===== MATERIAL SHOWN

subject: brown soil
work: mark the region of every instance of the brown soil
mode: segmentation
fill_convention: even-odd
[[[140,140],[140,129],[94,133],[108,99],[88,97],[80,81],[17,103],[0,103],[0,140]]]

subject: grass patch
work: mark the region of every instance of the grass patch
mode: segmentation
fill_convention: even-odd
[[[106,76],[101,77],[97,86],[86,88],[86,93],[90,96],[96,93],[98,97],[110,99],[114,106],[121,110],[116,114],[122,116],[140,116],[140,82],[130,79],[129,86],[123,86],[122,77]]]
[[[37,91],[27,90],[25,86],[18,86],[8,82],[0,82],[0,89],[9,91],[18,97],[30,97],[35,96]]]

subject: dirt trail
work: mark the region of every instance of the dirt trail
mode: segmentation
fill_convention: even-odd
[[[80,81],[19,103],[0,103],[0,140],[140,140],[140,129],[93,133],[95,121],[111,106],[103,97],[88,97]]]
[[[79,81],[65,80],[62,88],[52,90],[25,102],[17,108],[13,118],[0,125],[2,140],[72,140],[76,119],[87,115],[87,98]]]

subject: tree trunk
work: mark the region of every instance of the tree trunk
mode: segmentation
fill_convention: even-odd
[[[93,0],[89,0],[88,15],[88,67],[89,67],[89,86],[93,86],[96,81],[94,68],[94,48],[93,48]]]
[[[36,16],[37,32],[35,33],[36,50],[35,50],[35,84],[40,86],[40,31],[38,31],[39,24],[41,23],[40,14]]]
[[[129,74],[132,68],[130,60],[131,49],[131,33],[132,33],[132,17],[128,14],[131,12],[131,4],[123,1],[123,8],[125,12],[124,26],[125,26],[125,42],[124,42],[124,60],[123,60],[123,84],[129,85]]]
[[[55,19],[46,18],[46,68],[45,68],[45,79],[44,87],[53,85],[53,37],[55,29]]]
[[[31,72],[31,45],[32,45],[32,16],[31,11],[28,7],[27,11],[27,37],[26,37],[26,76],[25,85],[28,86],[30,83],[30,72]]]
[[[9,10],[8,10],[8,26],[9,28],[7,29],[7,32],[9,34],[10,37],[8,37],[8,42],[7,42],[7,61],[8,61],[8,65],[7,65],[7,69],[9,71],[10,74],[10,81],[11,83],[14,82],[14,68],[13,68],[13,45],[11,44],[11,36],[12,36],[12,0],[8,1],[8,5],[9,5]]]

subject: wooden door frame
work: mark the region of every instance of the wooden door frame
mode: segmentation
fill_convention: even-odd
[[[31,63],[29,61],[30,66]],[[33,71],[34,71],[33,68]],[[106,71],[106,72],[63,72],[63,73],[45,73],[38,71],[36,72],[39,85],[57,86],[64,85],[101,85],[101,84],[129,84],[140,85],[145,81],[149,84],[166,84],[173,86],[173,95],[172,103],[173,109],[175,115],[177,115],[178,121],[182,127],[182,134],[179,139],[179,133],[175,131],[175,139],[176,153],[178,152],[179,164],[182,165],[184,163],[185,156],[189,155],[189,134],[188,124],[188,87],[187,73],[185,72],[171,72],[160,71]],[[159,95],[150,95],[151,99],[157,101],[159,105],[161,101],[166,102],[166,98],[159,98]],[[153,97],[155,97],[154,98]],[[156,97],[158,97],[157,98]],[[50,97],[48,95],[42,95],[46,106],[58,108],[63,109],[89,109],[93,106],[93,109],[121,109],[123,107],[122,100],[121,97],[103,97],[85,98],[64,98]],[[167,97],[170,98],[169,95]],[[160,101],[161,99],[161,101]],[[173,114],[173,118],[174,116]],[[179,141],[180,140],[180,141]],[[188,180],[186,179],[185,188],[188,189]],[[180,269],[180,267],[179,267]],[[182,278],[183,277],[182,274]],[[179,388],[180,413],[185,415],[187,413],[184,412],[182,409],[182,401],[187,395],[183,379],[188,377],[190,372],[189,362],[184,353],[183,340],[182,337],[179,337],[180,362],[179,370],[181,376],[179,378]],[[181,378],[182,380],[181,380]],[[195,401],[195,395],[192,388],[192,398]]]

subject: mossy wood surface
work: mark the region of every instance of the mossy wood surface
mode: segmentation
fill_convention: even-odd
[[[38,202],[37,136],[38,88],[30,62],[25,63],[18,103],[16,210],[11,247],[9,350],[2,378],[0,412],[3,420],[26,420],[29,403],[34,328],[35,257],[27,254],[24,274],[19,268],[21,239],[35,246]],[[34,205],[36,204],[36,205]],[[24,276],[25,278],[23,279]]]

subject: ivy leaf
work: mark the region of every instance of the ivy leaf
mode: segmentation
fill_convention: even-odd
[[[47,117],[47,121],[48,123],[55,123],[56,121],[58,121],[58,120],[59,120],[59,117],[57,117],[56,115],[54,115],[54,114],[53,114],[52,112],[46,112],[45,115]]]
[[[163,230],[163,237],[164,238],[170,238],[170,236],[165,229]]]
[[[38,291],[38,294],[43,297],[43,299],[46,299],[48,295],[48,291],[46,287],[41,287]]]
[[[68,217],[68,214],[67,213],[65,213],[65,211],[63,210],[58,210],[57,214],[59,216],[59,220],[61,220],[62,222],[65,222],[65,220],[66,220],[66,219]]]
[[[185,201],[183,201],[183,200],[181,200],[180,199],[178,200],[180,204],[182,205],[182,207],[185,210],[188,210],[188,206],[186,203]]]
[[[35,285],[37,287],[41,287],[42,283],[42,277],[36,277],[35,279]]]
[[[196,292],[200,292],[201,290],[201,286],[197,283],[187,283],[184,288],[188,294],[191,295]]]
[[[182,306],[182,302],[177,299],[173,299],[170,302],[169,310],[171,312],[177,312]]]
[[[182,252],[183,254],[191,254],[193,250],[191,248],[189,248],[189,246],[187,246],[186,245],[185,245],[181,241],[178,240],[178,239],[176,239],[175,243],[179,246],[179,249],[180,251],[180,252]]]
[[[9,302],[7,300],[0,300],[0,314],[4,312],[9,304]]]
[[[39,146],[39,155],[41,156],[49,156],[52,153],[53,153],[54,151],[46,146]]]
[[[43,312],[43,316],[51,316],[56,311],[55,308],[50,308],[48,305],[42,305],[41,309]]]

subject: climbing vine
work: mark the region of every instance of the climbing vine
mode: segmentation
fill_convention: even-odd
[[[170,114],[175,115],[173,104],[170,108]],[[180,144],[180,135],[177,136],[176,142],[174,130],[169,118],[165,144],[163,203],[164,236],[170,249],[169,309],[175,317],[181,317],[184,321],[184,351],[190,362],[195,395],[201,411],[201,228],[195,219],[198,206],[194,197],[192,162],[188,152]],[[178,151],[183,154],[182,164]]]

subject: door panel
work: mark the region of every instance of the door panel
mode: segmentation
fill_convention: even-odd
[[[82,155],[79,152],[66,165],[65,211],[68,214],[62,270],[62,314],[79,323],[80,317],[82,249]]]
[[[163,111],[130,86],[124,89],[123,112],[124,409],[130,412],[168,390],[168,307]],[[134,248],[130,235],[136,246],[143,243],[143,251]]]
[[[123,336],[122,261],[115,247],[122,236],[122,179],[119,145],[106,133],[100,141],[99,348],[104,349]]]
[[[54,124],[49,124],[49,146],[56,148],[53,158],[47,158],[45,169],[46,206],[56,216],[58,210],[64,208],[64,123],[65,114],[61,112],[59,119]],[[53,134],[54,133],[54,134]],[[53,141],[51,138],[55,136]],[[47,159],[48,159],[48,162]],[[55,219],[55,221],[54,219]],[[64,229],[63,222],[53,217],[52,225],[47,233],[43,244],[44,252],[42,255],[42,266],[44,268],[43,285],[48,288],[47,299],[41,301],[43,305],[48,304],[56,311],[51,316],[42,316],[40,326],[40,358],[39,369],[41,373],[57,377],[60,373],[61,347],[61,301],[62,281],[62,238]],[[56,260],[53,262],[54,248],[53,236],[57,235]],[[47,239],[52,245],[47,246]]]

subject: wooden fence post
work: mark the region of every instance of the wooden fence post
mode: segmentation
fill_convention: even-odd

==========

## GIVEN EXERCISE:
Please reproduce the lines above, starting at the line that contains "subject: wooden fence post" and ending at the last line.

## WRITTEN RESPONSE:
subject: wooden fence post
work: mark the region of every instance of the wooden fence post
mode: segmentation
fill_convention: even-odd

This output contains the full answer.